- [Aim of the task] Render the listing from the line containing "Practice step: pin every instance of the riverbank" through the line containing "87), (420, 96)]", inclusive, as a JSON list of strings, one string per line, with any blank lines omitted.

- [The records]
## Start

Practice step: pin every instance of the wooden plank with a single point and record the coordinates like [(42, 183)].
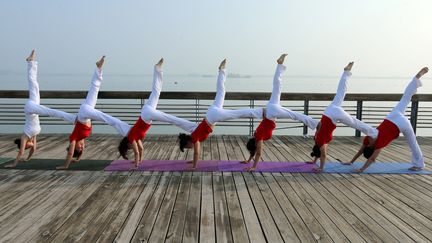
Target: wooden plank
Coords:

## End
## Start

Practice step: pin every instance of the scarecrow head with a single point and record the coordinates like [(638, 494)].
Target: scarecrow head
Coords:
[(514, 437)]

## End
## Start

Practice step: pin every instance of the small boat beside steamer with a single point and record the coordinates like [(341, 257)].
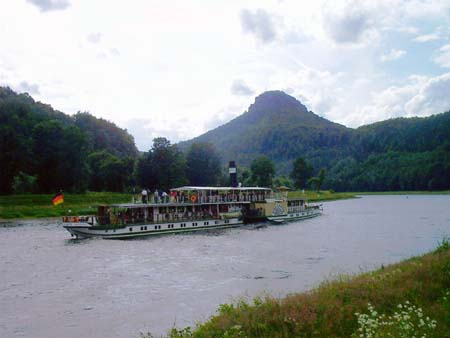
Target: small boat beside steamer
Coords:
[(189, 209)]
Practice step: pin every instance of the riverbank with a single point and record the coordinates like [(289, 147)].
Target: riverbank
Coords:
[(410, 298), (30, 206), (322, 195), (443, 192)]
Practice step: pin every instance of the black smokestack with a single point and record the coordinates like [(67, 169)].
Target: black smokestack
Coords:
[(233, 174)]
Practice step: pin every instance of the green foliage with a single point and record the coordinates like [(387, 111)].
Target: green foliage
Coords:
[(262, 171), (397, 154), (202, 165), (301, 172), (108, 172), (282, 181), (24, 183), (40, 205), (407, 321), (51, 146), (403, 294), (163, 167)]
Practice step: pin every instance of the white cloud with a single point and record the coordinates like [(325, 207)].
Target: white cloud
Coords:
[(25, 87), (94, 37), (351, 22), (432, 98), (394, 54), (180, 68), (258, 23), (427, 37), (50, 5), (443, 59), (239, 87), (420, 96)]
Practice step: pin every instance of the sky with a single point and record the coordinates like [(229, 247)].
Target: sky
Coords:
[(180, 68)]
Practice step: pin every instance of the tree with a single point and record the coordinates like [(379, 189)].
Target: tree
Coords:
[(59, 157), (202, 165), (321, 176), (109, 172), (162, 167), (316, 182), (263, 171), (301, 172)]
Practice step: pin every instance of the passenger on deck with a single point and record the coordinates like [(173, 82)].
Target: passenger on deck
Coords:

## End

- [Task result]
[
  "Practice step: pin every instance of the riverbank with a single point and record the coordinates like [(289, 147)].",
  "Target: riverbank",
  "Coords:",
  "[(410, 298), (30, 206), (322, 195), (443, 192)]",
  "Practice step: pin every instance of the black smokestack with a single point and record the coordinates like [(67, 169)].",
  "Target: black smokestack",
  "Coords:",
  "[(233, 174)]",
  "Practice step: pin every instance of the green foliage with a single point and record the coordinates like [(387, 111)].",
  "Target: green foliage",
  "Coords:",
  "[(262, 171), (397, 154), (202, 165), (301, 172), (108, 172), (282, 181), (24, 183), (40, 205), (407, 321), (51, 146), (403, 294), (163, 167)]",
  "Practice step: pin every instance of the white cloud with a single point and record the coordinates like [(325, 207)].",
  "Target: white cloud",
  "Coords:",
  "[(25, 87), (94, 37), (351, 22), (432, 98), (394, 54), (180, 68), (258, 23), (427, 37), (50, 5), (443, 59), (239, 87), (420, 96)]"
]